■ **REQUIRED TASK**:
Turn the lines into a numbered list with blank lines dropped, starting at the first line and stopping after the one that contains "x=164 y=151".

Start of GIVEN DATA

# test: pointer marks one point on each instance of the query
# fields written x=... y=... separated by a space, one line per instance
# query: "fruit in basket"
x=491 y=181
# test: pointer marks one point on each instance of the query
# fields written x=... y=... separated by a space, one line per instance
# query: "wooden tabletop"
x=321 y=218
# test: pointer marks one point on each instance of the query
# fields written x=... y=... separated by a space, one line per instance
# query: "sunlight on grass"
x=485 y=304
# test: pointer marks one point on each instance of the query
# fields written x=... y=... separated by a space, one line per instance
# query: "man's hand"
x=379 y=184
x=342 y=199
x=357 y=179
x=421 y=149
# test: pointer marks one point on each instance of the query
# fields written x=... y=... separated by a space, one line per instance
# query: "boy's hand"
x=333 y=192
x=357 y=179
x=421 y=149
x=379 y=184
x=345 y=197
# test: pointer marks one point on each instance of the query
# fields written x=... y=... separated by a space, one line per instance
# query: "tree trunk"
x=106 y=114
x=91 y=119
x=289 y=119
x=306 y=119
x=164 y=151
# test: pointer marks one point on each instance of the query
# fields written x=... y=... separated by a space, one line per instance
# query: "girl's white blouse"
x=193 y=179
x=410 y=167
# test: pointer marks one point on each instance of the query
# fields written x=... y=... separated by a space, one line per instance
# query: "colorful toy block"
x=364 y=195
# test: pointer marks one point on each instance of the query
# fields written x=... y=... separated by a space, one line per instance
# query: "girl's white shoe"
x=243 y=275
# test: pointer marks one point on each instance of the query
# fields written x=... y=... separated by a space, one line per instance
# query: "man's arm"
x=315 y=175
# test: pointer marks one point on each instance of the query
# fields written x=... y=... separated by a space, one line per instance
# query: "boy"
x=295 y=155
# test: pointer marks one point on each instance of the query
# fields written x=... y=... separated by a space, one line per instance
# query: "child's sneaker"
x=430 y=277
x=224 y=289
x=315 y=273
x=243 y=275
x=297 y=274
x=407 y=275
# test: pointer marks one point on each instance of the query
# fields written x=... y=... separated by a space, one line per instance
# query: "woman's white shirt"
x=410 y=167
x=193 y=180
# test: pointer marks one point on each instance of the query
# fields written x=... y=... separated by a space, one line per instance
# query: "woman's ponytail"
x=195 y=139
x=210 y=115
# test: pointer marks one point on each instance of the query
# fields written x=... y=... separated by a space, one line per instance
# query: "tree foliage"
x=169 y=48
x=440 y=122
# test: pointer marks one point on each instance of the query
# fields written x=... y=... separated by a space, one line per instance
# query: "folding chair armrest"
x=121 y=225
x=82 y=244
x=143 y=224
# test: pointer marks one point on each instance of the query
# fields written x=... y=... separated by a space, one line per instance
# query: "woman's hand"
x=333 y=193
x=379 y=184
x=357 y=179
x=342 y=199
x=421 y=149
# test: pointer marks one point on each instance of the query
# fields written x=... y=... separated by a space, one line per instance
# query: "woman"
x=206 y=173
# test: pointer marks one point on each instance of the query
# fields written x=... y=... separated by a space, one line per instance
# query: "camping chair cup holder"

End of GIVEN DATA

■ **COMPLETE RESPONSE**:
1. # test: pointer marks one point on each instance of the query
2. # fields written x=... y=... separated by a space, one line per instance
3. # query: "fruit in basket"
4. x=491 y=181
5. # test: pointer marks one point on each instance of the query
6. # fields written x=... y=... separated by a space, one line per instance
7. # query: "wooden tabletop"
8. x=321 y=218
9. # test: pointer marks one point on each instance of the query
10. # fields written x=... y=... separated by a space, one line per instance
11. # query: "sunlight on grass"
12. x=485 y=304
13. # test: pointer marks one point on each instance of the query
14. # fields written x=... y=... separated by a space, one line per instance
15. # query: "man's hand"
16. x=379 y=184
17. x=342 y=199
18. x=357 y=179
19. x=421 y=149
20. # test: pointer marks one point on each instance of the query
21. # fields written x=... y=... separated by a space, one line per instance
22. # query: "boy's hand"
23. x=333 y=192
24. x=357 y=179
25. x=421 y=149
26. x=379 y=184
27. x=345 y=197
28. # test: pointer marks one point on each instance of the query
29. # fields written x=... y=... separated by a space, one line per instance
30. # query: "tree trunk"
31. x=106 y=114
32. x=91 y=119
33. x=289 y=119
34. x=306 y=119
35. x=164 y=151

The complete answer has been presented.